* PROVIDED PASSAGE *
The notion that America’s worst public schools can be improved by
simply replacing principals and some of their teachers, is as
much a part of President Barack Obama’s master plan to reform the
nation’s education system as it is of Hollywood films such as
Lean on
Me. But a trip to Indianapolis’s Emmerich Manual High
School will kill those dreams in an instant.
One of seven high schools within the sprawling Indianapolis
Public Schools (IPS) district, Manual is one of the nation’s
worst dropout factories. Three out of every five of Manual’s
students drop
out before graduation, a level of academic failure that has
likely persisted longer than the Circle City’s embrace of NFL
football. Over the years, IPS has instituted numerous reform
efforts, including the replacement of principals, to something
called the Alpha Program (which monitored the classwork of
Manual’s constantly bulging population of 16-year-old freshmen),
and even a move funded by the Bill & Melinda Gates Foundation
to break up Manual into smaller high schools within the same
building. None of it has met with any success.
But then, how could IPS turn around Manual when the
district itself is an absolute mess? Even after reform efforts by
three superintendents over the past two decades, IPS remains the
worst-performing urban school district outside of Detroit’s
notoriously atrocious system, with nearly all of its high schools
failing to graduate more than 60 percent of their students. The
woeful performance of all of its high schools back in 2005 (when
the author
co-wrote the first major editorial series on the nation’s
dropout crisis) even shocked Johns Hopkins researcher Robert
Balfanz — the man who coined the term “dropout factory” — who
declared that IPS was the “the first district I have
seen where all high schools are doing this poorly.”
Little has changed since then. Twenty-eight of its 64
schools are currently deemed academically failing by federal and
state education officials — including some that have held the
label for five consecutive years.
Considering the experience of Obama’s Secretary of
Education, Arne Duncan (who struggled through a
modestly successful reform of Chicago’s public schools), the
president should know better. Yet Obama and Duncan embrace this
dubious notion. They are using $3.6 billion in federal stimulus
dollars — and plan to direct billions more through the
reauthorization of the No Child Left Behind Act — towards
helping states dabble in such turnaround efforts.
Unlike Race to the Top, Obama’s other reform effort isn’t
addressing the systemic bureaucratic and academic problems within
the districts that run these schools — or address the low
quality of teaching and curricula at the heart of the problems
within American public education. Nor does the plan force states
to actually do the one thing that is best for children and
taxpayers alike: Shut down the dropout factories and replace them
with charters and traditional public schools staffed by
more-competent teachers.

* GIVEN RECORDS *

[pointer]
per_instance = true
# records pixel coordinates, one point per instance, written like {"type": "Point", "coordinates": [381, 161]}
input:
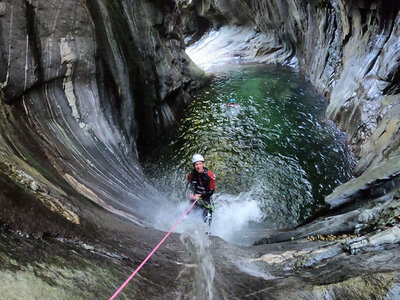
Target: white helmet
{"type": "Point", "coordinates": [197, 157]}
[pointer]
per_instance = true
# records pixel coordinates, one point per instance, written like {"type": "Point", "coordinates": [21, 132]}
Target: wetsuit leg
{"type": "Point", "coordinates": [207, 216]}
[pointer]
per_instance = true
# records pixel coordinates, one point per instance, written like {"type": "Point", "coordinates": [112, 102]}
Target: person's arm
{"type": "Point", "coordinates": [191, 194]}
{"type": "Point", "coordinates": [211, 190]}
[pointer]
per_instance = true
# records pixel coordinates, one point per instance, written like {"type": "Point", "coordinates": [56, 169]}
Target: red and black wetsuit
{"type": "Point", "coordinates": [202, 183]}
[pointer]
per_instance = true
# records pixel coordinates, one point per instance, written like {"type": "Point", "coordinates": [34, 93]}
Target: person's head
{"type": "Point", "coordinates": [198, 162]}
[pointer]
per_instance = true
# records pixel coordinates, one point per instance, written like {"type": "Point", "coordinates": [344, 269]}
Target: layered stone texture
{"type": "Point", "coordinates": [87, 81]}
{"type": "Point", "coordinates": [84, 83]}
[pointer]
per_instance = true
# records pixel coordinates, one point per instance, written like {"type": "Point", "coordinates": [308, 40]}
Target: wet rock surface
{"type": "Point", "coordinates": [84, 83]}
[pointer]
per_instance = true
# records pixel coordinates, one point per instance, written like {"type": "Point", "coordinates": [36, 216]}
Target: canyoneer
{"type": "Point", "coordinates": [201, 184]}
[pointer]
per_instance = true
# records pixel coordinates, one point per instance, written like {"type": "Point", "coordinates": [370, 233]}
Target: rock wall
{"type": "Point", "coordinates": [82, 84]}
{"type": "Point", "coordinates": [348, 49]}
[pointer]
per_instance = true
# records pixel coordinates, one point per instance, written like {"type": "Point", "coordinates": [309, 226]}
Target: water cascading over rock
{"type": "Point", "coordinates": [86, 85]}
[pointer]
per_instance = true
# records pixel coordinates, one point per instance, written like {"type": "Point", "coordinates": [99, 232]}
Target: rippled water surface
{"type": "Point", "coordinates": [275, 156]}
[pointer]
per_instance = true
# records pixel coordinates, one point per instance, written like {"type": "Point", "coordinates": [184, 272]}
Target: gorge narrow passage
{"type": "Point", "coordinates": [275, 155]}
...
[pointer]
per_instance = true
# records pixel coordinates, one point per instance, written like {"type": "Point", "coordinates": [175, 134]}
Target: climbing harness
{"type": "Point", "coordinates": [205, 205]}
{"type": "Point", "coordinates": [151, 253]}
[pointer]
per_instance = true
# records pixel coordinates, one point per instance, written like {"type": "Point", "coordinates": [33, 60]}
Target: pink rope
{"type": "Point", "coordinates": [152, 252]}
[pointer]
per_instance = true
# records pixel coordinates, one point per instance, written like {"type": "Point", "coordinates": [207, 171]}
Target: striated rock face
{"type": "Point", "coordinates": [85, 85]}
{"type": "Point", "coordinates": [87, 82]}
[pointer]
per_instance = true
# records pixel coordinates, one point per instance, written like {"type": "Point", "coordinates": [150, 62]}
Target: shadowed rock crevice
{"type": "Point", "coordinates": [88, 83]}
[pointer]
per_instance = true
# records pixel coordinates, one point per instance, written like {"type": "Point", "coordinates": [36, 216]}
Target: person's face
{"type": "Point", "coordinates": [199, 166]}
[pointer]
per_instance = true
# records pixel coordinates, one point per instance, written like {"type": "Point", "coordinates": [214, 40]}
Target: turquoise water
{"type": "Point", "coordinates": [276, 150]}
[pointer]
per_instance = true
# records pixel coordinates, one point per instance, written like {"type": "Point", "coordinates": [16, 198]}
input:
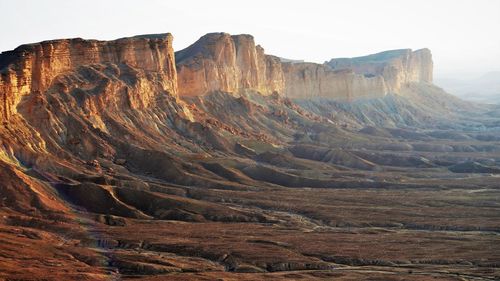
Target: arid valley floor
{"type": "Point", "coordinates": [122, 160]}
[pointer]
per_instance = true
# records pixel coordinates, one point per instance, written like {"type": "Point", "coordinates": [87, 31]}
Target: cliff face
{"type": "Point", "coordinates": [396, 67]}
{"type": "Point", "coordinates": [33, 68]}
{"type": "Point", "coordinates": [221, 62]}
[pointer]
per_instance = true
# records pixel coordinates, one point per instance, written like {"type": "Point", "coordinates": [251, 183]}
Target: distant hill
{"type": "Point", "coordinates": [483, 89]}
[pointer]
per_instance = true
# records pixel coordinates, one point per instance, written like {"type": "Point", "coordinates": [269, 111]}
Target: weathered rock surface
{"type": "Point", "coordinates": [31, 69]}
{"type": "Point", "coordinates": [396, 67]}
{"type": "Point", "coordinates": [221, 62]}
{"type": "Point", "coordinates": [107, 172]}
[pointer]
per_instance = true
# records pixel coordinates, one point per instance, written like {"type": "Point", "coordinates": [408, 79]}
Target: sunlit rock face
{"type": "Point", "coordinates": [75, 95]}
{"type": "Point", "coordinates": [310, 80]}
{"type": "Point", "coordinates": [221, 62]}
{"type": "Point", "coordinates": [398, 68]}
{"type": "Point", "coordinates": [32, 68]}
...
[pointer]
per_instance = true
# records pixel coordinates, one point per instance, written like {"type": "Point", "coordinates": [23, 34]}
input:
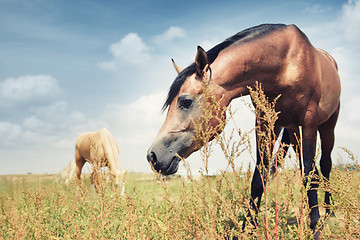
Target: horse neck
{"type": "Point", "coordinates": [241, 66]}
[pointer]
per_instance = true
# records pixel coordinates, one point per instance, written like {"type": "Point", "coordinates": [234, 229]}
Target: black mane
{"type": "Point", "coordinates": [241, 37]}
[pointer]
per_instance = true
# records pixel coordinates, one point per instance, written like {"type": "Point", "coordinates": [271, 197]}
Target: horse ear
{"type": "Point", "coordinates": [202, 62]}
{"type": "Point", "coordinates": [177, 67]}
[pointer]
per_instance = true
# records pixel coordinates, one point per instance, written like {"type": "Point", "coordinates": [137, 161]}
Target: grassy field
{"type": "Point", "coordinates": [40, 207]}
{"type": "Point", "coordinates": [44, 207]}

* WRITTEN REQUEST *
Using the passage on Indianapolis schools, answer the following questions.
(a) What share of Manual's students drop out before graduation?
(b) How many of the district's 64 schools are currently deemed academically failing?
(c) How much in federal stimulus dollars are Obama and Duncan using toward turnaround efforts?

* EXPECTED ANSWER *
(a) Three out of every five
(b) Twenty-eight
(c) $3.6 billion